__TEXT SHOWN__.

========================================================================

Thanks for the detailed answer (it helps)!
Cheers,
Jan
-----Oorspronkelijk bericht----- Van: dovecot-bounces+jan.vandenberg=isp.solcon.nl@dovecot.org [mailto:dovecot-bounces+jan.vandenberg=isp.solcon.nl@dovecot.org] Namens mikkel@euro123.dk Verzonden: vrijdag 22 februari 2008 12:36 Aan: dovecot@dovecot.org Onderwerp: Re: [Dovecot] Dovecot Sieve scalability
Hi,
So you call on a single binary "deliver". This binary then looks for a .dovecot.sieve file in the user maildir, _compiles_ it to .dovecot.sievec file, and than drops the mail according to the rules. Calling a single binary: that's isn't threaded, doesn't fork, and that has to compile a file (everytime?) it's called isn't scalable. Multiply this with 100 mails(calls) per second and this is bound for problems.
The Dovecot/Sieve implementation is functional but not very elegant or robust. But this can be explained because Dovecot is build for _retrieving_ mail (imap/pop) and _not_ delivering mail.
Any thoughts on this? Are there people out there with large Dovecot+Sieve implementations (100k+ users). Are there benchmarks available; how well does it perform under heavy load (mails/sec)?
This does not appear to be a problem. I think Dovecot/Sieve is smart enough to only do the compilation if .dovecot.sieve is newer than .dovecot.sievec
I'm not sure if this qualifies for your definition of a "large" installations but here is an example of the installation that I manage.
It may not be directly transferable to your setup since the level of activity varies a lot from user base to user base. As of this writing there are some 25 concurrent pop3 sessions and some 75 concurrent IMAP sessions (which I guess is relatively low activity considered the size of user base).
Anyway I have ~75.000 e-mail addresses on one Dovecot installation and an estimated 200.000 deliveries a day (no guarantee here since deliveries haven't been measured for a long time). This is all located on two SAN luns each consisting of 5x500GB Hitachi SATA disks (RAID-5). These to LUNs are NFS exported (ZFS on Solaris) over Gbit ethernet and mounted as storage for Dovecot (both indexes and mail storage). The total size of Maildir storage+indexes+cache files is ~200GB data.
Given the fact that all this happens with the spindles of only ~8 disks (not counting the parity drives) each rated to just ~60 IOPS, and the fact that all operations are done through NFS, I must say that I'm impressed with the performance of Dovecot (although ZFS cache and SAN cache helps a bit). Postfix is the MTA, but local delivery, pop3 and IMAP is all dovecot. The last majority of users have sieve scripts in their homedirs. Albeit only simple ones like putting mails into Junk if the title contains one specific keywork.
If you are curious about the CPU usage as well; this activity results in 5-7% percent CPU usage on the server for Dovecot and Postfix. And another 3-5% CPU usage on the mysql database that holds all the account information (for both postfix and dovecot). The server is one Sun T2000 with 8 cores each running 1Ghz. Total RAM usage for this setup is about 6-7 gigs (including the mysql cluster snatching 3 gigs and Postfix smtpd processes eating 2-3 gigs).
That being said the bottleneck is mail delivery. The postfix queue is handled on separate local disks (2x73GB 10k RPM SAS in RAID-1) and under heavy load the queue can build op about twice as fast as the delivery to the Maildirs. So if the amount of daily deliveries where do double for instance then I'd definitely have to add at least one more LUN to handle it.
I think that the IO penalty for delivery is more due to updating indexes than handling Sieve though...anyway it's performing nicely :)
Hope this helps
Regards, Mikkel

========================================================================

__Records from a point-labeling set__.
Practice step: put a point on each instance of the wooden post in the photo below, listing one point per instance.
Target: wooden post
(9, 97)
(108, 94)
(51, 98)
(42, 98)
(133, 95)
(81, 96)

========================================================================

__WHAT THE TASK REQUIRES__. In the Dovecot Sieve thread, rewrite everything from "This does not" down to "that I manage.", putting "recompilation" in place of "compilation". The data was drawn from a different source than the text.

__SOLUTION TO THIS TASK__.
This does not appear to be a problem. I think Dovecot/Sieve is smart enough to only do the recompilation if .dovecot.sieve is newer than .dovecot.sievec
I'm not sure if this qualifies for your definition of a "large" installations but here is an example of the installation that I manage.